Excerpts of pointing data
^^^^^^^^^^^^^^^^
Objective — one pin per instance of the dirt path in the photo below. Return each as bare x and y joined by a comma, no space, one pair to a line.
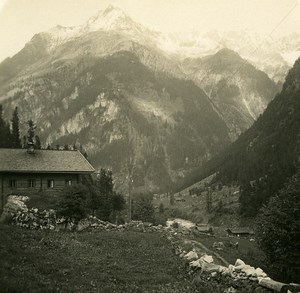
200,245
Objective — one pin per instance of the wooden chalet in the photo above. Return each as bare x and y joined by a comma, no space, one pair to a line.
25,171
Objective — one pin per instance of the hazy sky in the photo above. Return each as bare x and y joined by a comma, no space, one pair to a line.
21,19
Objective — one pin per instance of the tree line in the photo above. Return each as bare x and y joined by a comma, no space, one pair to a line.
10,132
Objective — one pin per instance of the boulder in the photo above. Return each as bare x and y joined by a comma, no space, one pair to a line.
83,224
14,205
191,255
207,258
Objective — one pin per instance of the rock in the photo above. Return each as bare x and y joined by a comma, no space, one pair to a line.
207,258
239,262
230,290
14,205
83,224
219,245
260,273
196,263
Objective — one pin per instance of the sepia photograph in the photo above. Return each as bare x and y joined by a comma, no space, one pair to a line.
150,146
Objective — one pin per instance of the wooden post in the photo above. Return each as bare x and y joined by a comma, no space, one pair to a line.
129,197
^^^^^^^^^^^^^^^^
What you have to do
Reproduce every item above word for word, leaving out the pictures.

Problem solution
Objective — one pin per instance of the dirt path in the photo below. Return each as bare x and y joined by a comma, no space, one pair to a line.
200,245
Objective — one pin per instance of the wooden chalet in the photo above. Return each as bare x and y joined by a comma, no space, one pair to a line.
25,171
Objective — one pin per instance of the hazy sky in the photo above. Return each as bare x and y joined by a comma, no space, one pair to a line.
21,19
Objective — one pin per instance of the tree line in the photo above. Return each as bare x and y joined by a comma, no space, one pair to a line.
10,132
Objective — one pin per instance of the boulder in the photo above. Return each as bare x and y joined by a comma, no space, one pair to a line.
83,224
14,205
191,255
207,258
Objective — one pin per instance of the rock in the photo above. Return each as bare x and y joined by a comma, no space, one pair to a line.
207,258
239,262
230,290
14,205
83,224
219,245
260,273
196,263
Objective — one pin per instance of the sepia photograph in the photo above. Return each as bare x and y joined by a comma, no space, one pair to a line.
150,146
Objective — one pin per instance of the wooden post in the photo above. Return each as bare x and y joined by a comma, no space, one pair to a line.
129,197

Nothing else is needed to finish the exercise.